> Assignment:
Restate the whole of the data verbatim, omitting nothing.

> Entries provided:

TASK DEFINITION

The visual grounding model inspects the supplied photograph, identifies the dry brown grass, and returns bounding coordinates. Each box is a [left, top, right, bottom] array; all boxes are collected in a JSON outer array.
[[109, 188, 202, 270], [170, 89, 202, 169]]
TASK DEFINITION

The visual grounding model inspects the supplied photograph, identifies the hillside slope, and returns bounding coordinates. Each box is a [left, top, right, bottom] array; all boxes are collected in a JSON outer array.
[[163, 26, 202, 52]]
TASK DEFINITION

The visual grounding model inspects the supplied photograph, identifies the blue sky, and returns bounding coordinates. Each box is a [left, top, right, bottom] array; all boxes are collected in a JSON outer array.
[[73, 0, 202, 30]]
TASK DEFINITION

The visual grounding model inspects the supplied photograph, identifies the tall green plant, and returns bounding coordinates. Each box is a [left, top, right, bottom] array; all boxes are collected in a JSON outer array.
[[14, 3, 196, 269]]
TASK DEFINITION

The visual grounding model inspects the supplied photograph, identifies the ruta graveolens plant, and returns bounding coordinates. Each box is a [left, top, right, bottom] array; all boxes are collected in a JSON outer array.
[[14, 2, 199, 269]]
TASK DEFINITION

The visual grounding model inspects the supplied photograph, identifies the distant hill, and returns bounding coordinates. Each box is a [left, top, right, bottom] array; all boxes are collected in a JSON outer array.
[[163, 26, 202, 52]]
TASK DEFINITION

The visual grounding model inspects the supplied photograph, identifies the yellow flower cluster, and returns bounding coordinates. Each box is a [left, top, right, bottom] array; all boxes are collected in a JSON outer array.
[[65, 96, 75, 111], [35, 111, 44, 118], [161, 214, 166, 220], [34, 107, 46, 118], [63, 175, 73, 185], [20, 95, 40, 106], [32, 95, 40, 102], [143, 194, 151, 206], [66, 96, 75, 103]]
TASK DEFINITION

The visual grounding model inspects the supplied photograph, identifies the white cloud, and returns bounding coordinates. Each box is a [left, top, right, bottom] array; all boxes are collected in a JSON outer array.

> Exercise output:
TASK DEFINITION

The visual grounding model inspects the supplied photograph, identifies the dry brown grass, and returns bounding coordinates. Each box is a [left, top, right, bottom] array; all boxes are collected in a JSON outer array.
[[109, 188, 202, 270], [170, 89, 202, 169]]
TASK DEFINITION

The visual grounding model inspects the supplied photograph, identifies the hillside slope, and returns bounding coordinates. Each box is a [left, top, right, bottom] array; all boxes are collected in a JSON outer array.
[[163, 26, 202, 52]]
TASK DEFINITION

The visual grounding model inspects the supplied photograph, identifies the blue sky, and returns bounding coordinates. Each box is a [left, top, right, bottom] array; all boxes are collected in a JSON outer array.
[[73, 0, 202, 30]]
TASK DEFINITION

The visual grounding model inspects the supplied photograph, identifies the tall green plant, and returns bounding coordinates. Each box is a [left, top, right, bottom] array; all boxes are collected in a JSON outer array.
[[14, 3, 196, 269]]
TASK DEFINITION

The visual grounding model inspects the supplied photograph, identifies the ruta graveolens plant, and returns bounding coordinates. Each box is a [left, top, right, bottom] array; all boxes are collected in a JSON outer array.
[[14, 2, 199, 269]]
TASK DEFINITION

The visual grounding model inspects the supplied photograph, identifies the distant hill, and returns bounding coordinates. Each box is a [left, top, right, bottom] array; all boxes are collected in a JSON outer array.
[[163, 26, 202, 52]]
TASK DEFINITION

The visual grounding model inspects the supplied photograph, identifies the yellow flower cluster, and returns bounding coordinates. Each box is a [left, top, right, bottom] array; all boxes are collected in a JSON outer array.
[[65, 96, 75, 111], [35, 111, 44, 118], [161, 214, 166, 220], [34, 107, 46, 118], [63, 175, 73, 185], [20, 95, 40, 106], [32, 95, 40, 102], [143, 194, 151, 206], [66, 96, 75, 103]]
TASK DEFINITION

The visual grounding model inspects the supplied photograph, identifies the white cloud, and returns bounding coordinates. Each box is a [left, top, right, bottom] array; all boxes are collected in a JSON outer array.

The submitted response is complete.